### Consigne 1
Recopiez intégralement et sans la moindre modification l'extrait de décision ci-dessous relatif à une contestation d'honoraires d'avocat.

### Texte cité
Si le délai de 4 mois a été respecté entre la saisine de Mme [Y] enregistrée le 6 décembre 2021 et la décision du 6 avril, il n’a pas été respecté pour la saisine de M. [E] en date du 30 novembre 2021. La procédure engagée par M. [E] encourt la nullité, d’autant que le délai n’a pas été prorogé par une décision motivée du bâtonnier comme le prévoit le texte. Toutefois, M. [E] pouvait saisir le premier président dans le mois de l’expiration de ce délai, ce qu’il a fait. Dès lors, il a lieu de statuer sur la décision du bâtonnier.

Sur le défaut de motivation

Pour statuer, la juridiction doit être saisie de prétentions.

En l’espèce, M.[E] déplore l’absence de motivation de la décision du bâtonnier sans en tirer aucune conséquence légale et sans faire aucune demande.

Ce moyen, non fondé, ne peut qu’être écarté.

Sur la violation de l’article 6 de la CEDH

La procédure spécifique pour les contestations d’honoraires prévoit, article 175 alinéa 3, que le bâtonnier, ou le rapporteur qu’il désigne, recueille préalablement les observations de l’avocat et de la partie. Le texte n’impose pas l’organisation d’une audience. En l’espèce, il est justifié par M. [E] lui-même de la demande d’observations du bâtonnier par courrier recommandé du 22 décembre 2021 et de ses propres observations dans une lettre non datée qui accuse réception du courrier du bâtonnier du 22 décembre.

### Consigne 2
Combien de lignes des enregistrements ci-dessous contiennent la chaîne « black », en respectant la casse ? Indiquez seulement ce nombre.

### Liste des enregistrements
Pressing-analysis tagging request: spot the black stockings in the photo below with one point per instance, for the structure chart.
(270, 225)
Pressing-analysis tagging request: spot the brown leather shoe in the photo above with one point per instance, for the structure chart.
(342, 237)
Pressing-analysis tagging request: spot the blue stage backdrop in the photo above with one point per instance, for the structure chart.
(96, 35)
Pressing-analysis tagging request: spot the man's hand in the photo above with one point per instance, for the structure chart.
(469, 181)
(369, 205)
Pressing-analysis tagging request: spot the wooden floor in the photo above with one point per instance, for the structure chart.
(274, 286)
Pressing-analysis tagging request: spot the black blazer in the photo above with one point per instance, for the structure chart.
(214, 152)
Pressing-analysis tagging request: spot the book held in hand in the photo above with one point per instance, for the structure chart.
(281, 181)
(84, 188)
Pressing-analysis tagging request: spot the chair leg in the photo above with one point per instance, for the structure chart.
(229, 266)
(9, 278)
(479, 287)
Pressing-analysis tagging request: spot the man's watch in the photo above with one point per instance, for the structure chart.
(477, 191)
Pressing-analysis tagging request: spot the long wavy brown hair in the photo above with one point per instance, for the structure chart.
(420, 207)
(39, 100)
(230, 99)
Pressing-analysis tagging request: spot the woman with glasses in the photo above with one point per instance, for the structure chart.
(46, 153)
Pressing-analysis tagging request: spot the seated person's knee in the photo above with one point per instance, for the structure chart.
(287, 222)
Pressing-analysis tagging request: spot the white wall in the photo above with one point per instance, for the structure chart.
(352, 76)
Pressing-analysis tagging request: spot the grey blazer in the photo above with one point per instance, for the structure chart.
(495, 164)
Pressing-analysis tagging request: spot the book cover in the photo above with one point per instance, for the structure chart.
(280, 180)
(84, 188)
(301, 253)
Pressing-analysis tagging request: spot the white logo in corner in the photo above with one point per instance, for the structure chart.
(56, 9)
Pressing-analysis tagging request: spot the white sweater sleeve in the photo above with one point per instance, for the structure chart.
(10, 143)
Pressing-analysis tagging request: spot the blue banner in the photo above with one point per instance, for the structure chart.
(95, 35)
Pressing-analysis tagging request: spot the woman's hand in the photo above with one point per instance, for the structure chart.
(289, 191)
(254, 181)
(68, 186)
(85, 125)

### Résultat 1
Si le délai de 4 mois a été respecté entre la saisine de Mme [Y] enregistrée le 6 décembre 2021 et la décision du 6 avril, il n’a pas été respecté pour la saisine de M. [E] en date du 30 novembre 2021. La procédure engagée par M. [E] encourt la nullité, d’autant que le délai n’a pas été prorogé par une décision motivée du bâtonnier comme le prévoit le texte. Toutefois, M. [E] pouvait saisir le premier président dans le mois de l’expiration de ce délai, ce qu’il a fait. Dès lors, il a lieu de statuer sur la décision du bâtonnier.

Sur le défaut de motivation

Pour statuer, la juridiction doit être saisie de prétentions.

En l’espèce, M.[E] déplore l’absence de motivation de la décision du bâtonnier sans en tirer aucune conséquence légale et sans faire aucune demande.

Ce moyen, non fondé, ne peut qu’être écarté.

Sur la violation de l’article 6 de la CEDH

La procédure spécifique pour les contestations d’honoraires prévoit, article 175 alinéa 3, que le bâtonnier, ou le rapporteur qu’il désigne, recueille préalablement les observations de l’avocat et de la partie. Le texte n’impose pas l’organisation d’une audience. En l’espèce, il est justifié par M. [E] lui-même de la demande d’observations du bâtonnier par courrier recommandé du 22 décembre 2021 et de ses propres observations dans une lettre non datée qui accuse réception du courrier du bâtonnier du 22 décembre.

### Résultat 2
2